Top of Reading text

I always had in the back of my mind that I would never blog a steaming hot bowl of oats. First off, they are a pretty ugly food. Secondly, they’re oats, I mean come on, no matter what you add to them, they are just a glorified version of instant oatmeal, right? That’s what I thought too until I expanded my horizons and changed breakfast forever.

Enter cheesy tomato oatmeal. It would be perfect if I could just figure out how to get protein powder into the mix. I know: You just posted a picture of lumpy reddish glop. It is ok though, I promise, I included the requisite Healthy Living Blogger miniature oatmeal spoon, which, in this part of the world, comes standard with your furnished apartment. To further justify my actions, I have also included cheesy toast because it is just wrong to ingest tomato sauce without cheesy bread.

This may have ended my love affair with the overnight oats that I have been eating daily for years. That’s truly something!

Please at least give them a try before hitting ‘Unsubscribe’!

Figures that I would venture back into food blogging after a months long hiatus with precisely the thing that I vowed to myself never to write about.


  • 1/2 cup old-fashioned oats
  • 1 cup water
  • 1/2 cup tomato sauce
  • 1/2 ounce provolone cheese, shredded
  • 1/2 tsp garlic salt
  • pinch of black pepper


  • Combine ingredients in a sauce pan over a medium heat.
  • Stir frequently until oats reach desired consistency.
  • Serve warm.

Servings ~ 1
Calories ~ 260, Carbohydrates ~ 35g, Fat ~ 9g, Protein ~ 11g

Remember the egg incident? Yeah. I’m still not eating eggs. I don’t know if it is a permanent thing, but it may stick around for a little while. It was seriously a traumatic experience. Avoiding eggs is going to seriously limit my breakfast variety until I come up with some alternative breakfast ideas though.

I am completely dedicated to my weekday overnight oats, but they don’t usually pan out for me on the weekends. Between forgetting to assemble the OOs the night before and just craving a change of pace, they are pretty much only an option on weekday mornings.

In the past, “protein pancakes” have been one of my weekend breakfast staples. In fact, I can’t believe that I’ve never blogged them before, you’ll have to just trust me on this one. One problem with the protein pancakes though:  they contain egg whites. A lot of them. Saturday morning I set out on a mission to make the perfect egg-free protein pancake. After one attempt that landed in the trash can, I discovered this recipe which Chris and I quickly devoured.

Bottom of Reading text
Top of Recorded data

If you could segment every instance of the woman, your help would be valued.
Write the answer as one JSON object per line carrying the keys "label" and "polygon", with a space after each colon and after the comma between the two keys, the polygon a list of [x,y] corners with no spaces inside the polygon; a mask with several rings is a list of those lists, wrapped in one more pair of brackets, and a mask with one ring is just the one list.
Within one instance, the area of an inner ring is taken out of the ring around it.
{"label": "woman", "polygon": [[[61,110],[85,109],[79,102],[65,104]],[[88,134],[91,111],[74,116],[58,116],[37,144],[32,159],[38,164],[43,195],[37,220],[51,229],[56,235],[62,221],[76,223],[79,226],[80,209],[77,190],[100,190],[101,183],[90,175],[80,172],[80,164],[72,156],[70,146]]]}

Bottom of Recorded data

■ Tasks and exercises:
[a] Answer these from the blog post about cheesy tomato oatmeal:
(i) How much provolone cheese goes into the oatmeal?
(ii) About how many grams of protein does one serving contain?
(iii) What ingredient in the protein pancakes was a problem?
[b] Carry on the blog post about cheesy tomato oatmeal from its last sentence, keeping the same casual voice.

■ Answers below:
[a]
(i) 1/2 ounce, shredded.
(ii) About 11 grams.
(iii) Egg whites.

[b]
Any type of mix-ins can be added. Obviously chocolate chips would be the best one, although I have not personally verified this claim. We tried banana slices, blueberries, and walnuts (in separate pancakes) and both enjoyed the blueberries the most. Someday when Chris and I develop enough maturity and self-control not to eat them all in one sitting, maybe we can own chocolate chips and give that flavor of pancakes a try!

From: Vegan Baking


  • 3 1/4 cups soy milk
  • 2 tbsp flax meal
  • 2 tbsp apple cider vinegar
  • 1 tsp vanilla extract
  • 2 3/4 cups whole wheat flour
  • 2 scoops protein powder of your choice
  • 2 tbsp sugar
  • 1 tsp cinnamon
  • 1 tsp baking powder
  • 1/2 tsp baking soda
  • 1/2 tsp salt
  • 1/2 tsp nutmeg
  • 1/2 tsp ginger
  • 2 tbsp canola oil
  • Optional mix-ins:
    • chopped walnuts
    • banana slices
    • blueberries (This was our favorite.)


  • In a medium bowl, whisk together the soy milk, flax meal, apple cider vinegar and vanilla extract. 
  • Let it sit for about 10 minutes so the soy milk curdles.
  • Meanwhile, in a large bowl whisk together the whole wheat flour, soy flour, sugar, cinnamon, baking powder, baking soda, salt, nutmeg and ginger.
  • Whisk the canola oil into the soy milk and flax meal mixture then whisk the mixture into the large bowl containing the flour mixture and mix until fully incorporated.
  • Stir in mix-ins as desired.
  • Lightly coat a griddle or skillet with non-stick spray and heat over a medium heat. (If you are using a non-stick surface, you can forego the greasing process.)
  • Using a ladle, drop about 1/3 cup of batter to form a pancake.
  • When small bubbles appear, flip the pancake with a spatula.
  • Let the pancakes cook for at least another 2 minutes on the other side or until golden. 
  • After the first pancake is cooked, adjust stove temperature as needed to cook without burning.

Servings ~ 6 (Two pancakes each.)
Calories ~ 336, Fat ~ 6.7 g, Carbohydrates ~ 56.2 g, Protein ~ 16.6 g

As some of you know, my breakfast pretty regularly consists of overnight oats. My favorite OO concoction involves vanilla almond milk, oatmeal, guar gum, vanilla protein powder and blueberries. I imagine that I will continue eating this pretty routinely for quite a while.

I guess I am a creature of habit when it comes to breakfast. I generally find one that works and stick with it until there is some impetus for change.

So if you love OOs so much, what’s up with the breakfast cookie?

Well, as tasty as they are, OOs are not perfect in every situation. They cannot be taken through airport security, they are not ideal to eat while driving, and they certainly can’t be discretely eaten during a meeting at work.

The breakfast cookie solves all of these problems. Portable, one handed, and just as filling and tasty as OOs.


  • 1/2 cup oatmeal
  • 1 scoop vanilla protein powder
  • 2 tbsp dried cranberries
  • 1 tbsp almond slivers
  • 1 tbsp agave nectar or honey
  • Splash of almond (or regular) milk
  • Non-stick spray


  • Combine dry ingredients in a small bowl.
  • Work agave nectar and a splash of almond milk into the mixture.
  • Optional, for breakfast cookies to go: Place a square of plastic wrap on a small plate before continuing with the steps below.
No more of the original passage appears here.